▶ Task statement: Extract the lines below verbatim, omitting the pictures from your answer.
[Begin Material to process]
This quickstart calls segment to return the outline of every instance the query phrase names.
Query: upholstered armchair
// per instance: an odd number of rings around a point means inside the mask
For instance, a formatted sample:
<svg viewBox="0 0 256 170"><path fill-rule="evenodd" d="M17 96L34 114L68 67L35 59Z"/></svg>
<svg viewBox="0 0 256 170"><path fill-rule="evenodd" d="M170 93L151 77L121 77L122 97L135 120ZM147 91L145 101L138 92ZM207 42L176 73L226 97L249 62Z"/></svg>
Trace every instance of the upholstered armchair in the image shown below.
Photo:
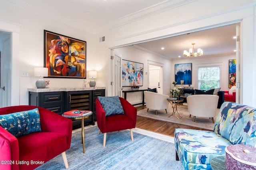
[End Material to process]
▶ Result for this exercise:
This quickstart calls segment to return the outline of every instance the query phrase names.
Query: upholstered armchair
// per instance: an odd number of rings around a point means inside the mask
For instance, a formatted sample:
<svg viewBox="0 0 256 170"><path fill-rule="evenodd" d="M17 96L34 114L68 67L35 59Z"/></svg>
<svg viewBox="0 0 256 170"><path fill-rule="evenodd" d="M170 93L151 77L121 77L122 97L135 120ZM147 91L145 101L138 92ZM207 42L176 73L226 97L249 62Z"/></svg>
Trace every instance of the upholstered armchair in the image shown below.
Photo:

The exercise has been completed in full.